## start Data provided

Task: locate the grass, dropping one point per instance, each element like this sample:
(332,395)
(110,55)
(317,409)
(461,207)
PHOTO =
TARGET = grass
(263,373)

## end Data provided

Rewrite the lines above, putting "sand" everywhere "grass" appears and keeping everything else the same.

Task: locate the sand, dropping one point per instance, each element like this sample:
(332,395)
(110,55)
(317,409)
(461,207)
PHOTO =
TARGET = sand
(263,373)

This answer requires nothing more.